> **PAGE TEXT**
Why does d/dt transform to a partial derivative in the integral?

[Lasha]

In a normalization chapter there's an equation(1.21) which says: d/dt ∫|ψ(x,t)|$^{2}$dx=∫∂/∂t |ψ(x,t)|$^{2}$dx
there was a description:(Note that integral is a function only of t,so I use a total derivative (d/dt) in the first expression,but the integrand is a function of x as well as t , so it's a partial derivative in the second one (∂/∂t) )
so this textbook started very simple and intuitive, but now I'm really confused.First of all why did d/dt appear and why did it "transform" to a partial derivative as it "entered" the integral?

 

[vanhees71]

The integral
$$N(t)=\int_{\mathbb{R}} \mathrm{d} x \; |\psi(x,t)|^2$$
is a function of $t$ only, because you integrate over $x$. Thus you can take only the derivative wrt. $t$.

Now, because the integration range $\mathbb{R}$ doesn't change with time, you can as well take first the time derivative of the integrand and then integrate wrt. $x$. Now, since you have a function of $x$ and $t$ you must indicate that you take the time derivative at fixed $x$. That's why you have to use a partial derivative:
$$\frac{\mathrm{d}N(t)}{\mathrm{d} t} = \int_{\mathbb{R}} \mathrm{d} x \frac{\partial}{\partial t} |\psi(x,t)|^2.$$

Dataset records on object locations:
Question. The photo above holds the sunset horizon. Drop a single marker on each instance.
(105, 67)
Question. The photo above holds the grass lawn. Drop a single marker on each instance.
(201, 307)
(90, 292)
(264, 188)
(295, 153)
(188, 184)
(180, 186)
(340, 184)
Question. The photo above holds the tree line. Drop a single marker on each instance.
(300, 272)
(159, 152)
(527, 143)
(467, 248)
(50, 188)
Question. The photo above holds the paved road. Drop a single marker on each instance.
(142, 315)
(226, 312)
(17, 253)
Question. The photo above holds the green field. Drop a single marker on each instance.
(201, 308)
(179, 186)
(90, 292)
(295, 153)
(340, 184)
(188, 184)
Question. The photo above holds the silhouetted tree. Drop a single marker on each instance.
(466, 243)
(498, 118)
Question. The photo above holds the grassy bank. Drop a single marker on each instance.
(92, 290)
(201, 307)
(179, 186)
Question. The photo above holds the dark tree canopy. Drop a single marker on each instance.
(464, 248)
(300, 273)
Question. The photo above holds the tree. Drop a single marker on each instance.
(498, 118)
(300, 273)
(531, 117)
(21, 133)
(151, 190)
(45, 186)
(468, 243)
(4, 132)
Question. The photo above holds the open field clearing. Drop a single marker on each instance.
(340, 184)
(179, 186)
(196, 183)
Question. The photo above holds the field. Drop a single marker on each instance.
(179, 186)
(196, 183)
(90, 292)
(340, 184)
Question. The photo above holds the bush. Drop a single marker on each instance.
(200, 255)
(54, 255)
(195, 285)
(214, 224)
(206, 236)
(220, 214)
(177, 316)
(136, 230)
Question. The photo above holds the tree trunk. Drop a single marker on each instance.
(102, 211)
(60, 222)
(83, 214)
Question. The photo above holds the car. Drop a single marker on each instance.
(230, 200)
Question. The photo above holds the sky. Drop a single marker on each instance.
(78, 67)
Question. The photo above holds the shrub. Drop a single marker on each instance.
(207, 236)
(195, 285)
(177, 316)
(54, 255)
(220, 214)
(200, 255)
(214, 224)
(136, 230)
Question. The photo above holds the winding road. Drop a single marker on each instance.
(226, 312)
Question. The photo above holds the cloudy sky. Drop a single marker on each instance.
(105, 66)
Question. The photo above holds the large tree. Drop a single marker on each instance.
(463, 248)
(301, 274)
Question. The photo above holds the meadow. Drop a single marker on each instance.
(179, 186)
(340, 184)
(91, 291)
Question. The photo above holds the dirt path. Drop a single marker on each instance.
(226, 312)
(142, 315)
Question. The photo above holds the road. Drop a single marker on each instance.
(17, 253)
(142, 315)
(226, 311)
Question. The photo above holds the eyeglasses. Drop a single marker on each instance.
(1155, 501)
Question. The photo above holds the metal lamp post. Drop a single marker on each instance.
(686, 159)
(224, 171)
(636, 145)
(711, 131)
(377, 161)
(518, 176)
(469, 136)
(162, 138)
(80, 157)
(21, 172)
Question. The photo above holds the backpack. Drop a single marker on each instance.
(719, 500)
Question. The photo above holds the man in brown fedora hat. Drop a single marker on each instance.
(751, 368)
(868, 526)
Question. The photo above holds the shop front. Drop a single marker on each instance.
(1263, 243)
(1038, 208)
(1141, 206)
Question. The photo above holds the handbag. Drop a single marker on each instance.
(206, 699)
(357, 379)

> **CHALLENGES**
(1) In the derivative thread, shorten the paragraph beginning "Now, because the integration range" into a brief list that keeps its main facts.
(2) Please rewrite the listing lines between the line holding "Question. The photo above holds the meadow." and the line holding "(1155, 501)", inclusive, as a JSON list of strings with one string per line and blank lines left out.

> **TASK SOLUTIONS**
(1)
- The integration range ℝ does not change with time, so the time derivative of the integrand can be taken first and then integrated over x.
- The integrand is a function of both x and t, so the time derivative must be taken at fixed x.
- That is why a partial derivative is used.

(2)
[
  "Question. The photo above holds the meadow. Drop a single marker on each instance.",
  "(179, 186)",
  "(340, 184)",
  "(91, 291)",
  "Question. The photo above holds the dirt path. Drop a single marker on each instance.",
  "(226, 312)",
  "(142, 315)",
  "Question. The photo above holds the road. Drop a single marker on each instance.",
  "(17, 253)",
  "(142, 315)",
  "(226, 311)",
  "Question. The photo above holds the eyeglasses. Drop a single marker on each instance.",
  "(1155, 501)"
]